▶ [RECORDS FOR PROCESSING]
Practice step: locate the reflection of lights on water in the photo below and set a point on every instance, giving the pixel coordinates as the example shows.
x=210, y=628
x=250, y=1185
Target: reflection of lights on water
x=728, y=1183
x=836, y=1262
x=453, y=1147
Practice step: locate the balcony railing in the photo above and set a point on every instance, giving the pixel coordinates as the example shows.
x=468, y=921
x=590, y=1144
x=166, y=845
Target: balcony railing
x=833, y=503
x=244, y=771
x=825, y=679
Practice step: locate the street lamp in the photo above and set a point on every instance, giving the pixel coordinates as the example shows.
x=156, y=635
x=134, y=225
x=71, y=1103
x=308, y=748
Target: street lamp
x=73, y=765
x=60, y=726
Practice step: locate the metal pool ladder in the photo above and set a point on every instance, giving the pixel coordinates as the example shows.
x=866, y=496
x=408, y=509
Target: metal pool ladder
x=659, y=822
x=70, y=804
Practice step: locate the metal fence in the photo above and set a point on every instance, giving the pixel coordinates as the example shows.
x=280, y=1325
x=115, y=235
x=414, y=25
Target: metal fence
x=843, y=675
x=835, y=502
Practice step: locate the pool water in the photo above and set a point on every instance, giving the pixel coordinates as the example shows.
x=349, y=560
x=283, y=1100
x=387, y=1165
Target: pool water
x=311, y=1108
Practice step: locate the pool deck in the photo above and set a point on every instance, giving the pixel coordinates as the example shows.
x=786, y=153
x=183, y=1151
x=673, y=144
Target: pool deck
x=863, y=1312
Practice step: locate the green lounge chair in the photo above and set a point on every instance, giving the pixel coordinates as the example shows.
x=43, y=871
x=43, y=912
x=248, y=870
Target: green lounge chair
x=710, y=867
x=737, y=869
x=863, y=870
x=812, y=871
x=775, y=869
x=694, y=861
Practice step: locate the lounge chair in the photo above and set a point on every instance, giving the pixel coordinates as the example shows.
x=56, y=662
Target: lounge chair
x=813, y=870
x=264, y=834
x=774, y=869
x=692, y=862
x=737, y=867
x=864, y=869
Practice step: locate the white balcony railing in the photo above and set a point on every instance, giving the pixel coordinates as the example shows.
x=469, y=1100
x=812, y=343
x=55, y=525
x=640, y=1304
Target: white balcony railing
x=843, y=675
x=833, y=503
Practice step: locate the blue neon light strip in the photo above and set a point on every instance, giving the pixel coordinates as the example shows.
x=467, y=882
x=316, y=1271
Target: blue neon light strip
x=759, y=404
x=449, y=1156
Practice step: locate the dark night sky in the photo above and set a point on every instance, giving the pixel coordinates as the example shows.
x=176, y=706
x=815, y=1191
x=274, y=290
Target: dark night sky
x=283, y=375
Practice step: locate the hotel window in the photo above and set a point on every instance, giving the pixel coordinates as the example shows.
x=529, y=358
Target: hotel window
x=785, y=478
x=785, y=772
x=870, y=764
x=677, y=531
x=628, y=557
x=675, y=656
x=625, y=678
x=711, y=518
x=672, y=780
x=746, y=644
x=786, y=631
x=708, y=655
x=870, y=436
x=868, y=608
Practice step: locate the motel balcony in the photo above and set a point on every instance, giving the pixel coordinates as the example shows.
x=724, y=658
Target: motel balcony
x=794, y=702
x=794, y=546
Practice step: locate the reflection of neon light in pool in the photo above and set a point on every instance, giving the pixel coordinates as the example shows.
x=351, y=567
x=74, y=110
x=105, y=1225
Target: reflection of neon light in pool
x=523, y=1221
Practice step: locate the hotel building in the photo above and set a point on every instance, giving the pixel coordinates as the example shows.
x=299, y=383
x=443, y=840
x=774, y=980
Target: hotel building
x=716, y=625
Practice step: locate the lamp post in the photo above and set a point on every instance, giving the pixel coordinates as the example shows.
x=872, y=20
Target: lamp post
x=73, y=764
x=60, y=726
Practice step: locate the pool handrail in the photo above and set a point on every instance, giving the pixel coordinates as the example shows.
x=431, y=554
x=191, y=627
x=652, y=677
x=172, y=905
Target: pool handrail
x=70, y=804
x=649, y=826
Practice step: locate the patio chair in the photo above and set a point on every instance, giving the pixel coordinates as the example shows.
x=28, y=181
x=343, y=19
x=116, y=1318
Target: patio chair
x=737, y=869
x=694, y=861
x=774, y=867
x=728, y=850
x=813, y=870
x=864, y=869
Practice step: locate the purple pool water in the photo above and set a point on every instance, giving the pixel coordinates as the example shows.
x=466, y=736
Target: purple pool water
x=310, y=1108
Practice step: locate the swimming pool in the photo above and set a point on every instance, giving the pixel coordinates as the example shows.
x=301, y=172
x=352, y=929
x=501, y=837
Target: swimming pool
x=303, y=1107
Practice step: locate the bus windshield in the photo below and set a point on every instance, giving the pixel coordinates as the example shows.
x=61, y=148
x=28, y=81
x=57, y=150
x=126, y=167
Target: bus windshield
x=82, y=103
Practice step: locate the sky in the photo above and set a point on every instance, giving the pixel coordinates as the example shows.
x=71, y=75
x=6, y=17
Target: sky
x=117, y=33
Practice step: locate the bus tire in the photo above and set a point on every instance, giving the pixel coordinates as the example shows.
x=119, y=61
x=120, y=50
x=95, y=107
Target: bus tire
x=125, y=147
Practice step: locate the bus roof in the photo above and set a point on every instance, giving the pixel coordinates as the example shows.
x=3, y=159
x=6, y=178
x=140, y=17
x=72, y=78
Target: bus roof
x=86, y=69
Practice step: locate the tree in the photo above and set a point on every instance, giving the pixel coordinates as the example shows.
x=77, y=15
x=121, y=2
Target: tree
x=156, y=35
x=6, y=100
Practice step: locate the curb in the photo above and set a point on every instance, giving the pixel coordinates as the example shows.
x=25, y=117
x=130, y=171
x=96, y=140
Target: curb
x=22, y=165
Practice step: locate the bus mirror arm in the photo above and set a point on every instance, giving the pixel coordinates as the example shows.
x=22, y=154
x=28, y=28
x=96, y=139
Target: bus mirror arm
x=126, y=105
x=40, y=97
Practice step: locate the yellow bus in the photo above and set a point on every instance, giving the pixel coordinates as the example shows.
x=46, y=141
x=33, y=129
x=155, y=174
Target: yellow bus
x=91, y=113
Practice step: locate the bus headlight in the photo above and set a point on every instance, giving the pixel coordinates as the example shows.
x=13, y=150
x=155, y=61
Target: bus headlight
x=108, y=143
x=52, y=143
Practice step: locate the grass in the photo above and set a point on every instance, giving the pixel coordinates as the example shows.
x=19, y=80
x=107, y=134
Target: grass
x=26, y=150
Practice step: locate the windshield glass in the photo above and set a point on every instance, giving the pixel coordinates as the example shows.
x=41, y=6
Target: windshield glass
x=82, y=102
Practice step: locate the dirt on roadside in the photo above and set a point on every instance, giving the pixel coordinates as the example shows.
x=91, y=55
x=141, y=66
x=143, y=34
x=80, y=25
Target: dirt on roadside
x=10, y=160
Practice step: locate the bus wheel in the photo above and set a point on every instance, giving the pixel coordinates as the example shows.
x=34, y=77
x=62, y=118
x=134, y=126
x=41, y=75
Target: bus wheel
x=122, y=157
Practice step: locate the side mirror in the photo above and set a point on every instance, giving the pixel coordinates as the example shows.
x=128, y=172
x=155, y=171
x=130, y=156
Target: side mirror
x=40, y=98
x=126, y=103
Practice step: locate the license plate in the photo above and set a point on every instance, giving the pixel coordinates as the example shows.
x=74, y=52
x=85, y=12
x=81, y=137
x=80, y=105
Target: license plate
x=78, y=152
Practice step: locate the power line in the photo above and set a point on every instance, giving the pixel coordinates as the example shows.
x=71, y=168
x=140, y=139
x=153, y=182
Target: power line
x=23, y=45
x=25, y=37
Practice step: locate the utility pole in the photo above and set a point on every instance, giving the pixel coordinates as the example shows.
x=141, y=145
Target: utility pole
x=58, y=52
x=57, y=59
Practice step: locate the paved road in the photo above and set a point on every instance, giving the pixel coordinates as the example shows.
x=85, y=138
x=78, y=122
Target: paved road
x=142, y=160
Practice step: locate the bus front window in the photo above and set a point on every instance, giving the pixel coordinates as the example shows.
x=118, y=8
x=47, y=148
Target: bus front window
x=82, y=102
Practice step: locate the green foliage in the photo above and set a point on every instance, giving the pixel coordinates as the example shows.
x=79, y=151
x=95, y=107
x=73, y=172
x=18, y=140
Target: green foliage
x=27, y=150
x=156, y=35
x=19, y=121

▶ [AIM OF THE TASK]
Output the data exactly, from the first line through the line that holds "x=308, y=748", so that no later line appears.

▶ [ANSWER BOX]
Practice step: locate the reflection of lights on water in the photo below and set a point on every instance, giving the pixel coordinates as the example shows.
x=210, y=628
x=250, y=1185
Target: reflection of lights on water
x=728, y=1183
x=836, y=1262
x=453, y=1147
Practice step: locate the balcony railing in the photo above and set a point on every instance, giving the pixel coordinates as the example shows.
x=468, y=921
x=590, y=1144
x=166, y=845
Target: balcony railing
x=833, y=503
x=244, y=771
x=825, y=679
Practice step: locate the street lamp in the photo above and set a point on every instance, giving the pixel coordinates as the example shows.
x=156, y=635
x=134, y=225
x=71, y=1103
x=308, y=748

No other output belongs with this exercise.